### AIM OF THE EXERCISE:
Among these records, which lines include "green"? Copy them out.

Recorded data
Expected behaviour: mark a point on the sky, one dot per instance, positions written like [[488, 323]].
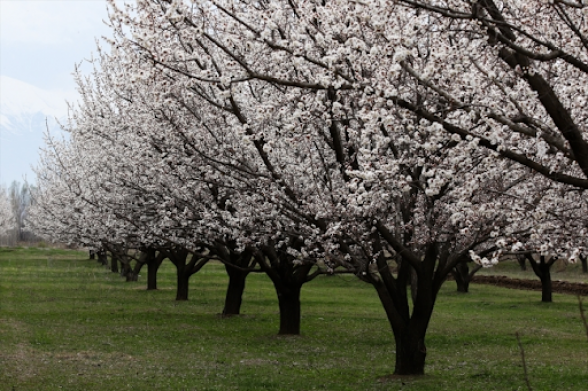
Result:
[[41, 41]]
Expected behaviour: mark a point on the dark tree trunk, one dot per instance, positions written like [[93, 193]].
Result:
[[542, 270], [522, 262], [127, 271], [289, 303], [546, 289], [137, 269], [113, 263], [461, 274], [410, 354], [235, 290], [183, 281], [153, 264], [102, 257]]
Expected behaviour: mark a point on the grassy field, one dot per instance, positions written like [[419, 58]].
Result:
[[561, 270], [68, 324]]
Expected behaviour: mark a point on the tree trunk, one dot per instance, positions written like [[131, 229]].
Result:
[[410, 354], [461, 274], [113, 263], [542, 270], [137, 270], [153, 264], [102, 257], [522, 263], [234, 296], [289, 303], [546, 290], [183, 281]]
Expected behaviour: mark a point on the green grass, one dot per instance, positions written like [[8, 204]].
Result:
[[561, 270], [68, 324]]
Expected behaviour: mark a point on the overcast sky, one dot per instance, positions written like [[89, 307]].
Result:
[[40, 43]]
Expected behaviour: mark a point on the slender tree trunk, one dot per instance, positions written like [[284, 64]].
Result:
[[522, 262], [546, 289], [153, 264], [542, 270], [461, 274], [235, 290], [410, 354], [183, 281], [113, 263], [289, 303], [137, 270], [102, 257]]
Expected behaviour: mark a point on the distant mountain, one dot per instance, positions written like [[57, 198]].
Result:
[[24, 107], [25, 112]]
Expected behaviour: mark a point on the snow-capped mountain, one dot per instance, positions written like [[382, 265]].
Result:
[[24, 107], [25, 112]]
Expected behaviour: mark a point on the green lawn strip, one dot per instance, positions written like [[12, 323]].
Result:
[[68, 323]]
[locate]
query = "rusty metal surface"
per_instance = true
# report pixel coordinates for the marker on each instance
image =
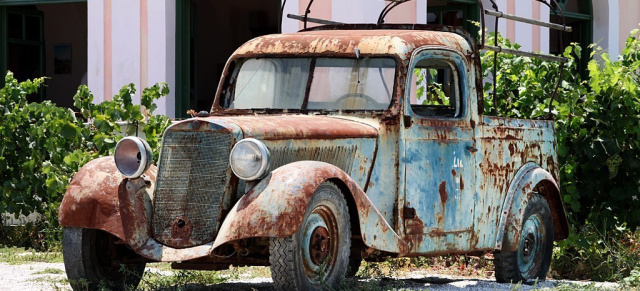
(421, 186)
(505, 146)
(275, 207)
(440, 169)
(529, 179)
(91, 200)
(193, 176)
(368, 41)
(296, 126)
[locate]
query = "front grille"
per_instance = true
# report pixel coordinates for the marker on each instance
(192, 177)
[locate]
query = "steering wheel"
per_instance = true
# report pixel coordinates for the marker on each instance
(352, 98)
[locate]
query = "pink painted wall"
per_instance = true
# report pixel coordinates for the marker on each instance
(629, 19)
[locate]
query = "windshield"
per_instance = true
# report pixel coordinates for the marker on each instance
(308, 83)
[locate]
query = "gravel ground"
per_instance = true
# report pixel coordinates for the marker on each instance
(43, 276)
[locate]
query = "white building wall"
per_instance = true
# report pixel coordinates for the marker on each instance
(95, 49)
(131, 41)
(161, 51)
(125, 35)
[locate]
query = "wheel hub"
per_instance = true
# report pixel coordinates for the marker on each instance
(319, 245)
(529, 244)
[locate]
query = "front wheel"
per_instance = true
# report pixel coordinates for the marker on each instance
(92, 260)
(317, 256)
(532, 258)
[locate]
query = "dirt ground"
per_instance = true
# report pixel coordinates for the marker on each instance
(51, 276)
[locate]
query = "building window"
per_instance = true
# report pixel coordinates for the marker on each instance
(455, 13)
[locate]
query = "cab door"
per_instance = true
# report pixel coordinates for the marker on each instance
(438, 145)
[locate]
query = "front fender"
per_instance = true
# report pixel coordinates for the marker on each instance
(276, 205)
(99, 197)
(92, 200)
(529, 176)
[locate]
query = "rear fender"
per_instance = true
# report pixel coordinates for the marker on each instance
(276, 205)
(524, 183)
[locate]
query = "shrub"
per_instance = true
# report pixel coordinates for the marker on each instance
(43, 145)
(597, 126)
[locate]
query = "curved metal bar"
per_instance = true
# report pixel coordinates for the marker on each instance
(555, 92)
(284, 2)
(482, 24)
(388, 9)
(382, 13)
(495, 61)
(306, 13)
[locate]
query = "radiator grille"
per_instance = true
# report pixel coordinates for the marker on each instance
(192, 178)
(339, 156)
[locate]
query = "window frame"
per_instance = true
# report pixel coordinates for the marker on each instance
(457, 63)
(230, 77)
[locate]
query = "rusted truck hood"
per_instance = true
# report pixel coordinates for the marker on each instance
(297, 127)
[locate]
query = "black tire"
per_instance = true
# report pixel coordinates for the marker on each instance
(532, 259)
(91, 261)
(354, 266)
(296, 264)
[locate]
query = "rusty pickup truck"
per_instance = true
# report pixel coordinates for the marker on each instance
(323, 148)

### EXERCISE ANSWER:
Expected behaviour: mark a point on the green grass, one dot per instance, positions written like [[8, 204]].
Expected behaviour: mark a point on the green lawn strip, one dot per instance, positions written like [[12, 323]].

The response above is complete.